── PASSAGE ──

Wearable technology triggers new rules among most institutions.

More than 80 tertiary students were caught cheating last year, with some busted for writing cheat notes on their bodies and calculators, using information stored on smartphones, and copying the work of those sitting next to them.

Auckland University of Technology (AUT) busted the highest number of students for cheating last year, with 24 caught, followed closely by Lincoln University at 21. The University of Auckland had the third largest number of cheaters at 14, according to figures obtained under the Official Information Act (OIA).

Illicit notes and copying others remain common methods adopted by cheaters, alongside more modern trends such as using smartphones.

Universities found students hiding notes in the toilets and taking a toilet break to check them, sneaking notes into the exam hall, or whispering to others during the exam. Incidents of plagiarism and passing notes were also uncovered.


One Otago case involved a radiation therapy student who had written notes on the back of their hand, the Otago Daily Times reported earlier this year.

A total of 83 students were caught cheating across seven of New Zealand's eight universities last year - down from the 93 caught in 2014, but significantly higher than the 63 caught in 2013.

On top of those figures, the University of Waikato caught six cheaters across three academic years, but refused to provide a breakdown by year. Responding through its lawyers, the university said this was "in order to protect the privacy of natural persons and to ensure the obligations of confidentiality on the university are not compromised".

Both Lincoln and AUT caught the most cheaters over the three years, with the highest number busted in 2014: 30 at Lincoln and 24 at AUT.

───

WORK ORDER 1
Translate this sentence from the article on university cheating into Spanish: "Illicit notes and copying others remain common methods adopted by cheaters, alongside more modern trends such as using smartphones."
WORK ORDER 2
Rewrite the article on university cheating from "Auckland University of" to "Information Act (OIA).", putting "offenders" in place of "cheaters".
WORK ORDER 3
Extend the article on university cheating, picking up after its final sentence.

── EXTRACTED INFORMATION ──

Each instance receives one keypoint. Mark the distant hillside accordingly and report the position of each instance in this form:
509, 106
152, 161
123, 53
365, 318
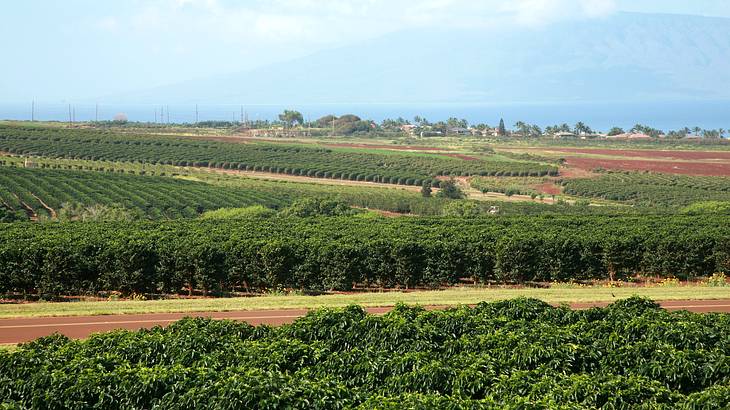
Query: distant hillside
623, 57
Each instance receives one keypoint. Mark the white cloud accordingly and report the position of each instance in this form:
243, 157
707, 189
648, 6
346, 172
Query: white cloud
336, 21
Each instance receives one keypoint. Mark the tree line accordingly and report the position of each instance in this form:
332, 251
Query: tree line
338, 253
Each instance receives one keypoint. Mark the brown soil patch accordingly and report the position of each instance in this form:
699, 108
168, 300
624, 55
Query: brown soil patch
658, 154
685, 168
25, 330
461, 156
548, 188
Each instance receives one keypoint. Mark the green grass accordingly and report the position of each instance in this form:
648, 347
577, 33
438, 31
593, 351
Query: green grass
449, 297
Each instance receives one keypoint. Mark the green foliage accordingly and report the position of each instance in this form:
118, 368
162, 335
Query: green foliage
654, 189
317, 207
96, 213
616, 131
337, 252
707, 207
466, 209
7, 215
426, 190
514, 354
509, 186
257, 211
393, 168
104, 193
450, 189
291, 117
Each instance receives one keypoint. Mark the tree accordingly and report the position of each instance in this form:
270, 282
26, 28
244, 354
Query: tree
522, 128
291, 118
449, 189
325, 122
501, 130
581, 129
461, 209
317, 207
426, 190
615, 131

───

TASK OUTPUT 1
Las notas ilícitas y la copia del trabajo ajeno siguen siendo métodos comunes entre los tramposos, junto con tendencias más modernas como el uso de teléfonos inteligentes.

TASK OUTPUT 2
Auckland University of Technology (AUT) busted the highest number of students for cheating last year, with 24 caught, followed closely by Lincoln University at 21. The University of Auckland had the third largest number of offenders at 14, according to figures obtained under the Official Information Act (OIA).

TASK OUTPUT 3
Lincoln said the most common form of cheating in exams was students resorting to "cheat notes", which are usually written on paper "but could be written on the student's body or equipment such as rulers or calculators".

The university "does not tolerate academic dishonesty", a university spokeswoman said, and its records show a number of students were fined, failed their course, or both as a punishment for cheating.

"Robust systems are in place to detect incidents of academic dishonesty," the spokeswoman said.

Most of New Zealand's universities have banned smartwatches from exam halls this year, with mobile phones and other internet-enabled devices.


Massey was the first to issue a ban on smartwatches last year following the release of the innocuous looking, internet-enabled, wearable devices.

Since then a number have followed suit, training their invigilators to be able to spot a smartwatch.

AUT, Otago, Lincoln, Victoria and Waikato have all followed Massey's lead. The University of Auckland and the University of Canterbury did not respond to Herald questions about what steps they take to prevent cheating in exams.